* _TO BE DONE_
Retype the records from the first line up to and including the line that contains "[[[286,214],[310,215],[310,189],[308,187],[286,187]]]", keeping every character unchanged. Omit the pictures from your copy.

* _ENTRIES SHOWN_
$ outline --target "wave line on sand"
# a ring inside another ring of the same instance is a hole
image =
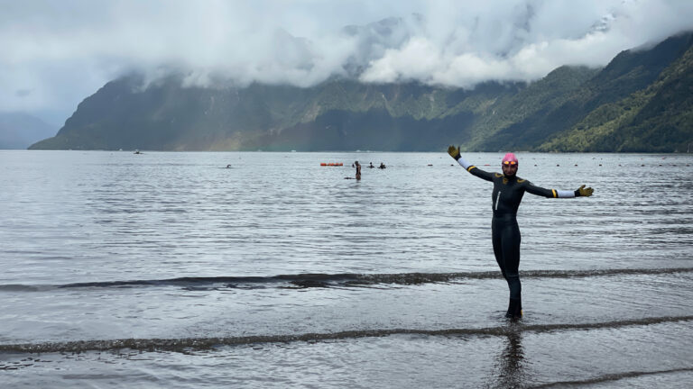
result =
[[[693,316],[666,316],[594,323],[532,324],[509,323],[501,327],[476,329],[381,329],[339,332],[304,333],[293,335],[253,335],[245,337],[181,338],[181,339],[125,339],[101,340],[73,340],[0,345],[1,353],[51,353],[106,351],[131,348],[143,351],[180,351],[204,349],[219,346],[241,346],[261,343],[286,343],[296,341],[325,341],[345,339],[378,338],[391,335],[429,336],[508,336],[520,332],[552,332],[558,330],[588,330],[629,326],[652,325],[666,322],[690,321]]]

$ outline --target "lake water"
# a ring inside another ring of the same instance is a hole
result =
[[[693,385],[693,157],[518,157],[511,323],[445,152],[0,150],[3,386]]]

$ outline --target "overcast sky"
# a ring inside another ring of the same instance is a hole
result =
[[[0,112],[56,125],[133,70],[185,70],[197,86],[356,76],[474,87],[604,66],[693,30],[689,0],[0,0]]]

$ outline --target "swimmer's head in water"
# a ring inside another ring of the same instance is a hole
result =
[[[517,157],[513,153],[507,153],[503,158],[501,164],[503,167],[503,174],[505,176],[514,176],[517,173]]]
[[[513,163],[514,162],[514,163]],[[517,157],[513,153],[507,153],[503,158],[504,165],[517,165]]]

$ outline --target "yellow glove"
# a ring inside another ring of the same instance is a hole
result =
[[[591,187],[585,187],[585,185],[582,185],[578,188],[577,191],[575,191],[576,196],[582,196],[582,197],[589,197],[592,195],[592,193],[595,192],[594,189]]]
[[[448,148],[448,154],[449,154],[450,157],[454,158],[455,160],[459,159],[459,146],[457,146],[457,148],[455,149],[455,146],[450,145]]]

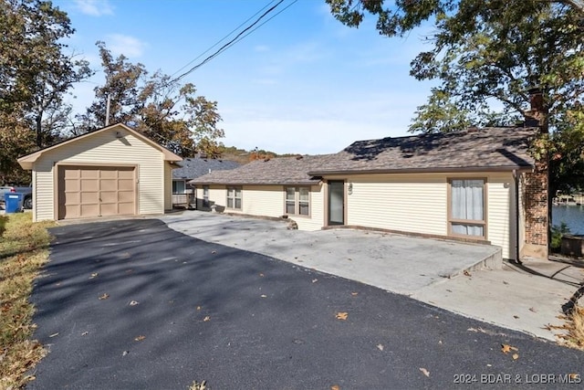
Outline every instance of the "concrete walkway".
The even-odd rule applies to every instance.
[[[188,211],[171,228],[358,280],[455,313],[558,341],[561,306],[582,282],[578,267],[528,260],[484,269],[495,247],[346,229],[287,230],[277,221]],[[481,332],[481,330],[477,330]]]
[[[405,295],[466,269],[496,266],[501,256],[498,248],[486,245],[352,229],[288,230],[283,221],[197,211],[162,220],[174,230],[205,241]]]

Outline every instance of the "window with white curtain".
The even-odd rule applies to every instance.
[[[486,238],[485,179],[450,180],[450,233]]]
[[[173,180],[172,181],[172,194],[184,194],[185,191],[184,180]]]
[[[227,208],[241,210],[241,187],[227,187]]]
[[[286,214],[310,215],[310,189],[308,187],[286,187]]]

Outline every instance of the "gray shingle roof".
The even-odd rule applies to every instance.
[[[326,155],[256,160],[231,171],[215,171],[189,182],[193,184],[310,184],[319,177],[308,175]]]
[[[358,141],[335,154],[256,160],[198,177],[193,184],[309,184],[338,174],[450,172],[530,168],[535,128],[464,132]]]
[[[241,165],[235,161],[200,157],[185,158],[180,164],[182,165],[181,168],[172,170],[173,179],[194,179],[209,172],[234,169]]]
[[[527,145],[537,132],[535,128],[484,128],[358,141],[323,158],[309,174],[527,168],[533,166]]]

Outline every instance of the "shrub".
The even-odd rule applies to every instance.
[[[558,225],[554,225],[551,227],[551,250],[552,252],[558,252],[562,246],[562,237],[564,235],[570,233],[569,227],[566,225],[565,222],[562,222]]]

* _SOLUTION TO THIS PROBLEM_
$ outline --target "wave line on sand"
# a ring inside another ring of the same instance is a hole
image =
result =
[[[693,316],[666,316],[594,323],[532,324],[509,323],[501,327],[476,329],[381,329],[339,332],[304,333],[293,335],[253,335],[245,337],[181,338],[181,339],[125,339],[101,340],[73,340],[0,345],[1,353],[51,353],[106,351],[131,348],[143,351],[180,351],[204,349],[219,346],[241,346],[261,343],[286,343],[296,341],[325,341],[345,339],[378,338],[391,335],[429,336],[508,336],[520,332],[552,332],[558,330],[588,330],[629,326],[652,325],[666,322],[690,321]]]

$ outline --target "lake water"
# a ring inside another ring of the same instance is a hole
result =
[[[693,385],[693,157],[518,157],[511,323],[445,152],[0,150],[3,386]]]

$ outline --target "overcast sky"
# a ring inside another ring of the same instance is a hole
result =
[[[0,112],[56,125],[133,70],[185,70],[197,86],[356,76],[474,87],[604,66],[693,30],[689,0],[0,0]]]

$ outline --target "swimmer's head in water"
# a ring inside another ring of the same instance is a hole
result =
[[[517,157],[513,153],[507,153],[503,158],[501,164],[503,167],[503,174],[505,176],[514,176],[517,173]]]
[[[513,163],[514,162],[514,163]],[[517,157],[513,153],[507,153],[503,158],[504,165],[517,165]]]

$ outline --target "yellow glove"
# a ring inside another ring of the same instance is a hole
result =
[[[591,187],[585,187],[585,185],[582,185],[578,188],[577,191],[575,191],[576,196],[582,196],[582,197],[589,197],[592,195],[592,193],[595,192],[594,189]]]
[[[448,148],[448,154],[449,154],[450,157],[454,158],[455,160],[459,159],[459,146],[457,146],[457,148],[455,149],[455,146],[450,145]]]

Outline every instance of the "concrete walkway".
The even-odd rule applies to every instance.
[[[188,211],[171,228],[358,280],[455,313],[558,341],[561,306],[582,282],[578,267],[528,260],[484,269],[495,247],[346,229],[287,230],[277,221]],[[481,332],[481,330],[477,330]]]
[[[405,295],[466,269],[496,266],[501,256],[498,248],[486,245],[352,229],[288,230],[283,221],[197,211],[162,220],[174,230],[205,241]]]

Outline every instance of the "window with white curtain".
The even-odd rule applies to every instance.
[[[486,238],[485,179],[450,180],[450,233]]]
[[[173,180],[172,181],[172,194],[184,194],[185,191],[184,180]]]
[[[227,208],[241,210],[241,187],[227,187]]]
[[[286,214],[310,215],[310,189],[308,187],[286,187]]]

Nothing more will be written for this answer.